* TEXT FOR ANALYSIS *

^^^^

E-ISSN 2148-5607
Original Article
Comorbidity of headache and functional constipation in children: A cross-sectional survey
1 Neuroscience Research Centers, Shiraz University of Medical Sciences, Shiraz, Islamic Republic of Iran  
2 Gastroenterohepatology Research Center, Shiraz University of Medical Sciences, Shiraz, Islamic Republic of Iran  
3 Research Center for Traditional Medicine and History of Medicine, Shiraz University of Medical Sciences, Shiraz, Islamic Republic of Iran  
4 Jahrom University of Medical Sciences, Jahrom, Islamic Republic of Iran  
Turk J Gastroenterol 2014; 25: 508-511
DOI: 10.5152/tjg.2014.6183
Key Words: Chronic functional constipation, headache, emotional stress, migraine, children, ROME III criteria

Background/Aims: Constipation and headache are prevalent conditions among children worldwide. Previous studies have shown the relationship between upper gastrointestinal complaints and headache in children. However, the association with lower gastrointestinal complaints such as constipation has not been investigated until present. The aim of this study is to evaluate the relationship between headache and chronic functional constipation in children aged 4-12 years old.


Materials and Methods: This cross-sectional study has evaluated the prevalence of headache in 326 children in Shiraz, Iran 2012. All the subjects and their parents were interviewed based on a structured questionnaire for the diagnosis of constipation and headache. Children with constipation were selected from the Pediatric Gastroenterology Clinic Affiliated to the Shiraz University of Medical Sciences. The control group was selected from healthy children attending Shiraz schools. Diagnosis of headache and constipation were made based on the second Edition of The International Headache Classification (ICHD-2) and ROME III criteria, respectively.

^^^^

* DATA TO EXAMINE *
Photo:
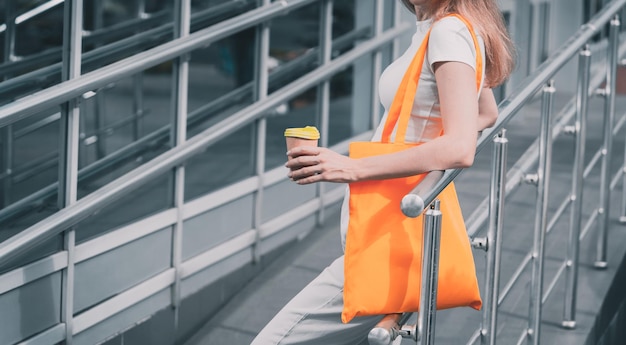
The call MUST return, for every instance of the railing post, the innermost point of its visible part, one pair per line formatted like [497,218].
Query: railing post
[138,99]
[430,267]
[261,85]
[607,148]
[7,132]
[571,269]
[178,135]
[323,90]
[68,153]
[100,97]
[494,238]
[543,187]
[377,61]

^^^^

* APPLY WHAT YOU READ *
**a.** List every key word given in the article on headache and constipation in children.
**b.** In one to three sentences, explain why the article on headache and constipation in children sets out to study the link between headache and constipation.
**c.** Write the next part of the article on headache and constipation in children, picking up after its final sentence.

* SOLVED PROBLEMS *
**a.** Chronic functional constipation, headache, emotional stress, migraine, children, ROME III criteria

**b.** Earlier studies had shown a relationship between upper gastrointestinal complaints and headache in children. The association with lower gastrointestinal complaints such as constipation, however, had not yet been investigated.

**c.**
Results: Headache prevalence among children with constipation was significantly higher (19.8%) than that of the control group (5.6%) [Odds ratio (OR) 4.192, p<0.001], which was significant only in the non-migraine headache subtypes (15.1% vs 2.8%, OR 25, p<0.002). Among the headache subtypes of different severity (mild, moderate, severe), only mild headache was significantly more prevalent in constipated children (14.9% vs. 1.4%, in the control group, respectively, p<0.001).


Conclusion: This study revealed a strong correlation between headache and chronic functional constipation, which can result from the effect of these comorbid conditions with emotional stress, depression, and anxiety.